(Saved entries)

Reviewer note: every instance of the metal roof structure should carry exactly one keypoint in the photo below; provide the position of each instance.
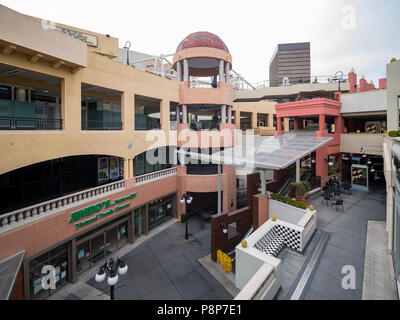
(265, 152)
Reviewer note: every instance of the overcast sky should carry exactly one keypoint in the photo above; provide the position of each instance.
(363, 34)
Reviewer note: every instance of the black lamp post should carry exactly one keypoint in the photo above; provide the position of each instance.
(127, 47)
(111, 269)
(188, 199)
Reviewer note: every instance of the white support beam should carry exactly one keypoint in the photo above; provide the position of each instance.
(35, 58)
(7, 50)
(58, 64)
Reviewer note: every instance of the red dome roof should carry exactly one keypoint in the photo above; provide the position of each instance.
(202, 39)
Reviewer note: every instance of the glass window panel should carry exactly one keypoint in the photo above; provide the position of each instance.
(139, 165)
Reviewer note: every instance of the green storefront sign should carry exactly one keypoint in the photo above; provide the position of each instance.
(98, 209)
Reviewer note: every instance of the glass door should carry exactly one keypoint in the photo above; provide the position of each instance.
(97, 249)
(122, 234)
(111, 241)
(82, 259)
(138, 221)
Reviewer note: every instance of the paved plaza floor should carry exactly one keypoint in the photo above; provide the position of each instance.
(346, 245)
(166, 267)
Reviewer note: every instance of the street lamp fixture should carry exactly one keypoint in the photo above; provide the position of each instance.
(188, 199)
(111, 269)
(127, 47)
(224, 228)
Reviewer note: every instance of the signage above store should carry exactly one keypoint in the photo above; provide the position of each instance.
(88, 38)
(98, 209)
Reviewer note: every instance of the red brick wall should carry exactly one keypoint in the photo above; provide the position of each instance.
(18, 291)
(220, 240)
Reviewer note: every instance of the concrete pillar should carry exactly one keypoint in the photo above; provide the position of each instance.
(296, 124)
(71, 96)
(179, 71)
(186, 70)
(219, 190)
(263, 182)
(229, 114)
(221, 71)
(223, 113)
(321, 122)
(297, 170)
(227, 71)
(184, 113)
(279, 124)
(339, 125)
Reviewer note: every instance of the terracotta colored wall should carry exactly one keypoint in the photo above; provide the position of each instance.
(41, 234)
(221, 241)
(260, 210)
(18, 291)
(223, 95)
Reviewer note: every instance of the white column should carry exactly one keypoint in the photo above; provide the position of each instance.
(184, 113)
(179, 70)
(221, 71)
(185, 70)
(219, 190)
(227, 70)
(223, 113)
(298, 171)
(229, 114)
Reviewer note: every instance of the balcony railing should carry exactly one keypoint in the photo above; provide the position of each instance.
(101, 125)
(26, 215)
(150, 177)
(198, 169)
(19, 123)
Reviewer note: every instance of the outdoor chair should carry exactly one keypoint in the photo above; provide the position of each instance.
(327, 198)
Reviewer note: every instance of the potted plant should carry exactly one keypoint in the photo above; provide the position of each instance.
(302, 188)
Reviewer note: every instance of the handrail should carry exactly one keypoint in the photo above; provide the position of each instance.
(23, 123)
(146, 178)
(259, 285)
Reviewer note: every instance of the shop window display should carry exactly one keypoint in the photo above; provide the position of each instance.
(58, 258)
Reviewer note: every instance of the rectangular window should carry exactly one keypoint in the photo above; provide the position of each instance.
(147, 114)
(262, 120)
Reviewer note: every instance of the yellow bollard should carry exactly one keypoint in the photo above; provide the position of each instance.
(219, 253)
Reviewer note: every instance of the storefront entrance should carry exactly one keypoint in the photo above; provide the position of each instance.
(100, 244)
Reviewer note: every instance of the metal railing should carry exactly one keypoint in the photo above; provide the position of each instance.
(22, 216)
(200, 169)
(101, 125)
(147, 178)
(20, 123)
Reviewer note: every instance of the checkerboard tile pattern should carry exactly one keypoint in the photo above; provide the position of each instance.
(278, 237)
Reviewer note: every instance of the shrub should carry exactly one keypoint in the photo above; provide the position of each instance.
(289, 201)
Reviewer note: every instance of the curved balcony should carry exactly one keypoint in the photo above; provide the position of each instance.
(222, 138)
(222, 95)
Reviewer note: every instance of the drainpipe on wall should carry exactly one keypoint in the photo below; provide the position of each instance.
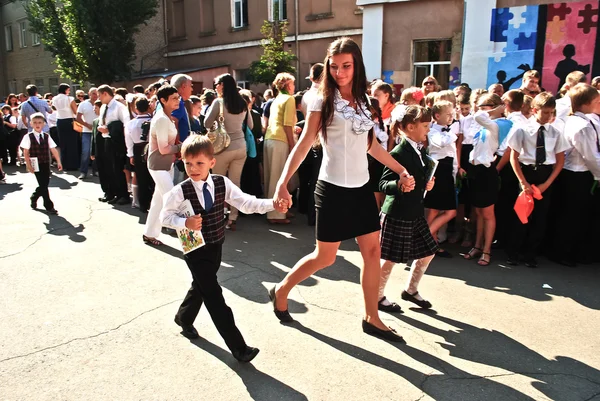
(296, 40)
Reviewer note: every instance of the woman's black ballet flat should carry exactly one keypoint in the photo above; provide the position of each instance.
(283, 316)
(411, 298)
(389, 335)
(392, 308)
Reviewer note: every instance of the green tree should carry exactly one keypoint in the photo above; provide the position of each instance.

WORK TO COMPLETE: Only the lines from the one with "Reviewer note: every instance of the woman's" through the final line above belong in the answer, each reproduced word for word.

OUTPUT BELOW:
Reviewer note: every instance of the woman's black ballet flat should carry exactly one keypoint in the photo above; provide the position of each instance.
(283, 316)
(411, 298)
(389, 335)
(392, 308)
Reviewer note: every instance of the green tree should carry exactly one keypoint in the photo above; provide the position of each instance.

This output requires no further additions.